What needs to be done:
Please put the stretch from the line containing "Could you mark every instance of the sneaker" through the last of the rows into a numbered list, skipping any blank lines.

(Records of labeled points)
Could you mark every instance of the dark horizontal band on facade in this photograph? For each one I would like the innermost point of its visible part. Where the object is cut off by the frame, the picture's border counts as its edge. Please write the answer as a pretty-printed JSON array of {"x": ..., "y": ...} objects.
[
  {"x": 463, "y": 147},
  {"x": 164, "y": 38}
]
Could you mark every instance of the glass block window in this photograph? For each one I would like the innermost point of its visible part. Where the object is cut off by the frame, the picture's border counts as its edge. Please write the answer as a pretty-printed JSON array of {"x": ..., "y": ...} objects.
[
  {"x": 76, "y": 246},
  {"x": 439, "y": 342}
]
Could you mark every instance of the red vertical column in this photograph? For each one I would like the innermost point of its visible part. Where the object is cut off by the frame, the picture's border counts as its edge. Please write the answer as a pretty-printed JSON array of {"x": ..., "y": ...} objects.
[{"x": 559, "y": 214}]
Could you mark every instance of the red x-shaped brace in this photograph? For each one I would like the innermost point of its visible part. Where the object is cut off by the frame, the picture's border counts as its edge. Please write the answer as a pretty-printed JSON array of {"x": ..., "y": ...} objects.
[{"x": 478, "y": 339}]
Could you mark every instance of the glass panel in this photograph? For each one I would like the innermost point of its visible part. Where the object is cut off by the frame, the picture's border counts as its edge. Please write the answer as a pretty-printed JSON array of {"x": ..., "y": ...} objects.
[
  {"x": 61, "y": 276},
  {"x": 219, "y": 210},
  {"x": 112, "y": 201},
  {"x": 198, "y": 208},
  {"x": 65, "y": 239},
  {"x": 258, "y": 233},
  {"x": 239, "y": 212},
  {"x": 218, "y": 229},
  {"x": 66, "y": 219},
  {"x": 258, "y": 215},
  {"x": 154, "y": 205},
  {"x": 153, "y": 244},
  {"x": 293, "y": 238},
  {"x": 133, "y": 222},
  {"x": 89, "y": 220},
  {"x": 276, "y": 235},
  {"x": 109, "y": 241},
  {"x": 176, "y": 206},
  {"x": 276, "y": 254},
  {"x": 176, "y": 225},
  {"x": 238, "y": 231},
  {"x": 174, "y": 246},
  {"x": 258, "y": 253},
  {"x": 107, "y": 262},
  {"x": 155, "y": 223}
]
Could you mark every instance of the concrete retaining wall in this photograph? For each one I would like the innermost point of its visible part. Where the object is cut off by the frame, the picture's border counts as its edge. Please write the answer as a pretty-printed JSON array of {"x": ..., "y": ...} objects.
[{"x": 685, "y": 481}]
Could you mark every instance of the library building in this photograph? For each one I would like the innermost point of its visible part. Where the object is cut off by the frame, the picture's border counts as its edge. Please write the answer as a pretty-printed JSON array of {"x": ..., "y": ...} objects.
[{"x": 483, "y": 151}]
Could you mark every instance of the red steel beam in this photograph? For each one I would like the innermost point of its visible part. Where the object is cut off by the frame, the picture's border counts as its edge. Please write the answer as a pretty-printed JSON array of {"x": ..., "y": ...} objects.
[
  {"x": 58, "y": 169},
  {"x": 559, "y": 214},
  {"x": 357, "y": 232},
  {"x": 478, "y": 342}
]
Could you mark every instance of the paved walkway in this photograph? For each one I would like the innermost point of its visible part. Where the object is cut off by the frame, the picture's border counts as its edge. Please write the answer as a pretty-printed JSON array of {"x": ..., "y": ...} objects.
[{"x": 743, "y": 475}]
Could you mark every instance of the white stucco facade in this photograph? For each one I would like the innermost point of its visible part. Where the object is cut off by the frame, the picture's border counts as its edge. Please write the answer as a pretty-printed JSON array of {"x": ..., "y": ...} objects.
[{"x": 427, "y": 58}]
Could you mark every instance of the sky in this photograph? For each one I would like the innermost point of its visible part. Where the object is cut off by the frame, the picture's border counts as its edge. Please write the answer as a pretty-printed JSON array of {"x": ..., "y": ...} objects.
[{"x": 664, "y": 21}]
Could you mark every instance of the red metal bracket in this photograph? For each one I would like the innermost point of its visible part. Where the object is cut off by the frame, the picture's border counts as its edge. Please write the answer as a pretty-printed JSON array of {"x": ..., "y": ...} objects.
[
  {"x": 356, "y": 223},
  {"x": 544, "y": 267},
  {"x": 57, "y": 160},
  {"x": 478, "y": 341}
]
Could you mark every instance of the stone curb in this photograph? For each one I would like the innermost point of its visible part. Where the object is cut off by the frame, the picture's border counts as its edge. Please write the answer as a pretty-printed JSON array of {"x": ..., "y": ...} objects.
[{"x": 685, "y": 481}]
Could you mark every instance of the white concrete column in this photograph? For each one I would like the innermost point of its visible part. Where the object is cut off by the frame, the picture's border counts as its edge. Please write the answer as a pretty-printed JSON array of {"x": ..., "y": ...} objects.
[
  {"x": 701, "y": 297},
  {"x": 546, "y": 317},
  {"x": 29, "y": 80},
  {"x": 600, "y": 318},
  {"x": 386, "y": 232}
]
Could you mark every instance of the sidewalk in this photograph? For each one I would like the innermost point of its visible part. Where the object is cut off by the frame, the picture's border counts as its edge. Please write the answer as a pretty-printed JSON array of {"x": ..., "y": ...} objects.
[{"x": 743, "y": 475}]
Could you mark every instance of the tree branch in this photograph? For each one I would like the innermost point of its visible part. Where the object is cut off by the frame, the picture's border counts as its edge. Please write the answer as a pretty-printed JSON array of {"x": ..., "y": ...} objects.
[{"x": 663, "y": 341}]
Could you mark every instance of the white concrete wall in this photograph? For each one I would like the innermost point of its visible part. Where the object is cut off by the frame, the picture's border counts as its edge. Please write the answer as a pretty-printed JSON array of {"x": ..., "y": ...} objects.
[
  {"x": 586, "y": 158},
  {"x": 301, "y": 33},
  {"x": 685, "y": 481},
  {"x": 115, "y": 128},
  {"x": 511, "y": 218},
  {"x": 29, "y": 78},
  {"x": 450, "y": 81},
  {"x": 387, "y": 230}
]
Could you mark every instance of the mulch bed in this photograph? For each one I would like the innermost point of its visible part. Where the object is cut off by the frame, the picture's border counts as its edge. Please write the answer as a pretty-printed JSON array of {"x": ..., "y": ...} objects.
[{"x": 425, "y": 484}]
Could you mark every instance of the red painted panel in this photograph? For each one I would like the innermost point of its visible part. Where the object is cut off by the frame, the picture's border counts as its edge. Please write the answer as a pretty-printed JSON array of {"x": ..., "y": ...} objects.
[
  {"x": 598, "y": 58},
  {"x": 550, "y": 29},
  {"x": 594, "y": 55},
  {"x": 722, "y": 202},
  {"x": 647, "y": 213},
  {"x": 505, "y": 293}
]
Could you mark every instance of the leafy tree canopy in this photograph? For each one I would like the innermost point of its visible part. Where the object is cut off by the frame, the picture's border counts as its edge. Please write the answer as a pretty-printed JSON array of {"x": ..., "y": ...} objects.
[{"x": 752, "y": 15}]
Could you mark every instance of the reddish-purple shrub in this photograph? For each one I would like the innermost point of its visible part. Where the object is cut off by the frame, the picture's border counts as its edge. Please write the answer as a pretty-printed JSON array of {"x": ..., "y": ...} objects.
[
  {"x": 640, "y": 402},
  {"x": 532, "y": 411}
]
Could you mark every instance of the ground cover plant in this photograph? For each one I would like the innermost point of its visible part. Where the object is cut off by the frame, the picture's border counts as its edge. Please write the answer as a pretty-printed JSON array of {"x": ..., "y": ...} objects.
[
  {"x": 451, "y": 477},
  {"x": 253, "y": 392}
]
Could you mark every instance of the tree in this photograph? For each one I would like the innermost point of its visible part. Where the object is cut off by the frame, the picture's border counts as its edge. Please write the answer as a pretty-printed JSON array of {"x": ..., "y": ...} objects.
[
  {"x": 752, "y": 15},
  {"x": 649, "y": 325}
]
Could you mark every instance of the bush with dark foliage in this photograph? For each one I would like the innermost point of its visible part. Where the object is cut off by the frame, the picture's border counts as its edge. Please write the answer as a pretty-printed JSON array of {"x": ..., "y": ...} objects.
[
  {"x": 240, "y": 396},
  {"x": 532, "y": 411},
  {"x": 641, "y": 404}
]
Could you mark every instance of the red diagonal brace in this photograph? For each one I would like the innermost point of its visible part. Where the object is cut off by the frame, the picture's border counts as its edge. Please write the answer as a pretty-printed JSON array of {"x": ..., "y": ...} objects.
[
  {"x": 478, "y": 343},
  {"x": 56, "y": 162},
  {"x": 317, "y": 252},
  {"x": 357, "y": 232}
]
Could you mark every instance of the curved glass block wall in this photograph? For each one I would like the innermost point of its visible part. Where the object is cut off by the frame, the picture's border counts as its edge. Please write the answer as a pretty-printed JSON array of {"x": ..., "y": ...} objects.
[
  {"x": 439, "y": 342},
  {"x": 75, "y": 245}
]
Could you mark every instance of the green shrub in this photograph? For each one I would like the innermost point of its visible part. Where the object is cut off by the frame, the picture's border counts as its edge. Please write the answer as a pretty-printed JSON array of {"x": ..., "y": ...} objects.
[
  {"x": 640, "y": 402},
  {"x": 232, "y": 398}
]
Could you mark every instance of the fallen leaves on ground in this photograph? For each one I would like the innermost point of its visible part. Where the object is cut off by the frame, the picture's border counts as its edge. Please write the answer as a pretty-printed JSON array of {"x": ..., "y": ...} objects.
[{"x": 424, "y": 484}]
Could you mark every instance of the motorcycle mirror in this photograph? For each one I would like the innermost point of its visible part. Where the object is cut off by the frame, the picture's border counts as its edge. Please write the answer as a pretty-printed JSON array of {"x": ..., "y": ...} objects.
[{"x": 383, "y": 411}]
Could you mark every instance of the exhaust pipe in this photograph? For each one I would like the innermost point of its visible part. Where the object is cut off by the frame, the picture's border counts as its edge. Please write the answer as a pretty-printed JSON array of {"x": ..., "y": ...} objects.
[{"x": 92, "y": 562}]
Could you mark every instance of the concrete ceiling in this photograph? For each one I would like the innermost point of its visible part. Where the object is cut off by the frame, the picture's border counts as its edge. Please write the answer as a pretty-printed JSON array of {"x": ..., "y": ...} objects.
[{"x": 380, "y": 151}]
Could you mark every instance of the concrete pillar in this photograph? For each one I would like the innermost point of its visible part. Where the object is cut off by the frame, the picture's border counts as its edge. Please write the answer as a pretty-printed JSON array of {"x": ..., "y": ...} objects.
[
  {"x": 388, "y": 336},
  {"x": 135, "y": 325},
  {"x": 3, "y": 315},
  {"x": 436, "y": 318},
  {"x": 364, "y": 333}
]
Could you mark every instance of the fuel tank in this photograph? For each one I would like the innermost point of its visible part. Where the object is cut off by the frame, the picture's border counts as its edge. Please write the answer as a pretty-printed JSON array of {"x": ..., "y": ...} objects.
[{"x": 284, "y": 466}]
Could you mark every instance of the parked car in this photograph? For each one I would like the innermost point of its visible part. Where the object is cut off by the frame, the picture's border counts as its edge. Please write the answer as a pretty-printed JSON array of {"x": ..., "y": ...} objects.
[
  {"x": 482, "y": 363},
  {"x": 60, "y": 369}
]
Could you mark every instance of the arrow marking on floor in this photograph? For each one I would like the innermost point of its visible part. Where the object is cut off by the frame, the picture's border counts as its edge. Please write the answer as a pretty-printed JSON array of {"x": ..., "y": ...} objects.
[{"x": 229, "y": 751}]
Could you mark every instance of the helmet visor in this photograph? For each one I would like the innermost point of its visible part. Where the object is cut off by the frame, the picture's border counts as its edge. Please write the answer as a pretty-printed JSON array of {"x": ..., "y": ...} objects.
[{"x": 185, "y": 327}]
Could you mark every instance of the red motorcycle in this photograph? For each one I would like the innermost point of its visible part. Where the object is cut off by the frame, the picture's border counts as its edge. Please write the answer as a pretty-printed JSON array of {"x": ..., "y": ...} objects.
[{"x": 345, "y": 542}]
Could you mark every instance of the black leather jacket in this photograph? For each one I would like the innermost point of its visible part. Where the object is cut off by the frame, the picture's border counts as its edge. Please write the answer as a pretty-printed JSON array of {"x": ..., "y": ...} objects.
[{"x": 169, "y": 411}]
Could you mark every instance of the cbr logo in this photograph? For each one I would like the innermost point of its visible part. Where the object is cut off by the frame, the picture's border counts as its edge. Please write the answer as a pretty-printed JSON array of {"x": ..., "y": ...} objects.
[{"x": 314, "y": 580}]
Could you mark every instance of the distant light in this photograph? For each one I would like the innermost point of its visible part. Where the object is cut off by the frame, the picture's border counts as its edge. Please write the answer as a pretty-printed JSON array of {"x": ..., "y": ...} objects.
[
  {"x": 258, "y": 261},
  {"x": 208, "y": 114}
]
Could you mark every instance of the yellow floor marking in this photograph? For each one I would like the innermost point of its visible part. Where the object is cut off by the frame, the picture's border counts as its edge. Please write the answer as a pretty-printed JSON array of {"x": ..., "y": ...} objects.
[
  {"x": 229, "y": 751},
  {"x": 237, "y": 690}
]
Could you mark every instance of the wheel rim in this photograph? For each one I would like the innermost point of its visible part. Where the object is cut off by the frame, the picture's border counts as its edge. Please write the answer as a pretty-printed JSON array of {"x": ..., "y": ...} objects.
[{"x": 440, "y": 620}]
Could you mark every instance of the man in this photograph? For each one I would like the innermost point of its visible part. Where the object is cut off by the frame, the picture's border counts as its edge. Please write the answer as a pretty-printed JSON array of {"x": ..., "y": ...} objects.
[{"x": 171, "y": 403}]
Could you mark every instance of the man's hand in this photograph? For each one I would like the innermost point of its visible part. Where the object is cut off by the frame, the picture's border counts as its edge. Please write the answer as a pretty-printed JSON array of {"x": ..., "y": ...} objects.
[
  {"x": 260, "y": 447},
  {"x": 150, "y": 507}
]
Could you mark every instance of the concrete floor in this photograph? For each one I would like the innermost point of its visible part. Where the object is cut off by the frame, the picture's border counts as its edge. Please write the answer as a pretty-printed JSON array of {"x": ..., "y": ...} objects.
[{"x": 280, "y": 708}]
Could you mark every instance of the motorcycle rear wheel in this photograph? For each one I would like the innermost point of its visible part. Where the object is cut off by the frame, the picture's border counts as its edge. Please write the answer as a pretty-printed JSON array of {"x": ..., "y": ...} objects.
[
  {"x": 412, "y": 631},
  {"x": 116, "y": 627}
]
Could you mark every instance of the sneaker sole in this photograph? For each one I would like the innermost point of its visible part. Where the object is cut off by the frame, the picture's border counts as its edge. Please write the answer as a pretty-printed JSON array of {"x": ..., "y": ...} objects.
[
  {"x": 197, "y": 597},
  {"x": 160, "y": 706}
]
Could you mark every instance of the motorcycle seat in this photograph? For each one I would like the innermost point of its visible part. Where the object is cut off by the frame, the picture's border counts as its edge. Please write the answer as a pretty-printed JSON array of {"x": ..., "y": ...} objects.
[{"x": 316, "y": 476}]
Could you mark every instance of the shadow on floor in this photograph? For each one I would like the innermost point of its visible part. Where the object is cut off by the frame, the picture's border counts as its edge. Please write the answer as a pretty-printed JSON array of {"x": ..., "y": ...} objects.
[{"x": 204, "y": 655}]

Finished exercise:
1. Could you mark every instance of the sneaker sole in this photograph? For each one I would like the innermost point of its visible part. Where the object is cut off by the frame, the picture's border counts as its edge. Please write the answer as a pretty-printed JSON array of {"x": ..., "y": ...} objects.
2. [
3.   {"x": 197, "y": 597},
4.   {"x": 160, "y": 706}
5. ]
6. Could you mark every instance of the motorcycle seat in this photograph? For each one I would like the innermost point of its visible part. Where the object is cut off by the frame, the picture's border counts as its edge. Please write the answer as a pretty-printed JSON array of {"x": ..., "y": ...} objects.
7. [{"x": 316, "y": 476}]
8. Could you mark every instance of the shadow on floor in this photograph? For each one I would like the innermost point of its visible part. Where the object is cut off by the frame, the picture's border counts as its edge. Please write the answer as a pretty-printed JSON array of {"x": ..., "y": ...} objects.
9. [{"x": 204, "y": 655}]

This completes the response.